TASK DESCRIPTION. Report every line below that has the string "floppy" in it.
********************
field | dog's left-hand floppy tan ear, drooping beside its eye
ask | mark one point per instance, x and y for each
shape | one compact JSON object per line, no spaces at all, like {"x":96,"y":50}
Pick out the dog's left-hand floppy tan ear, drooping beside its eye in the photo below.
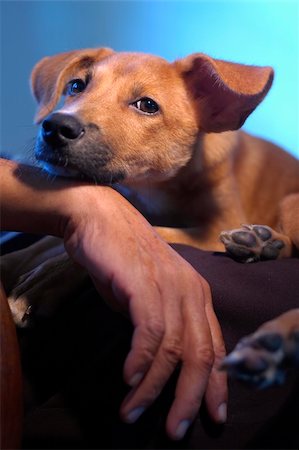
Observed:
{"x":49,"y":76}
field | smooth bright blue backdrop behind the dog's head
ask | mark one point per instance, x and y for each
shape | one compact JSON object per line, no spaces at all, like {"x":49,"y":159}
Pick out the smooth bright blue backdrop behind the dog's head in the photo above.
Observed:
{"x":252,"y":32}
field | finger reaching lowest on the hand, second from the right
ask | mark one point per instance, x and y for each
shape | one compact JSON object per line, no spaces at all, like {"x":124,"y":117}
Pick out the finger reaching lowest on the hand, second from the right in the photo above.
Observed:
{"x":198,"y":358}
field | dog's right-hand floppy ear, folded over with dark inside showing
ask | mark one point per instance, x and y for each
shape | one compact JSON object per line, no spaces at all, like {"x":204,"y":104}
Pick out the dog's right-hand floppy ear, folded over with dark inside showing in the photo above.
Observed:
{"x":224,"y":93}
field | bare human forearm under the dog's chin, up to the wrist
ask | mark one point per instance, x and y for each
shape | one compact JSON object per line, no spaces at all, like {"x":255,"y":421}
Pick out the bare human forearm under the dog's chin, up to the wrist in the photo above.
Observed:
{"x":31,"y":202}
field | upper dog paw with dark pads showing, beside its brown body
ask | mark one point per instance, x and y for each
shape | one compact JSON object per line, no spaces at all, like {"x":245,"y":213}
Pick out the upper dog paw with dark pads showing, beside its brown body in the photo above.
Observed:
{"x":255,"y":243}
********************
EXERCISE RESULT.
field | dog's left-hand floppy tan ear, drooping beside its eye
Pick out the dog's left-hand floppy tan ear, drooping beside its eye in the photo below.
field | dog's right-hand floppy ear, folded over with dark inside showing
Pick out the dog's right-hand floppy ear, folded over with dark inside showing in the photo above.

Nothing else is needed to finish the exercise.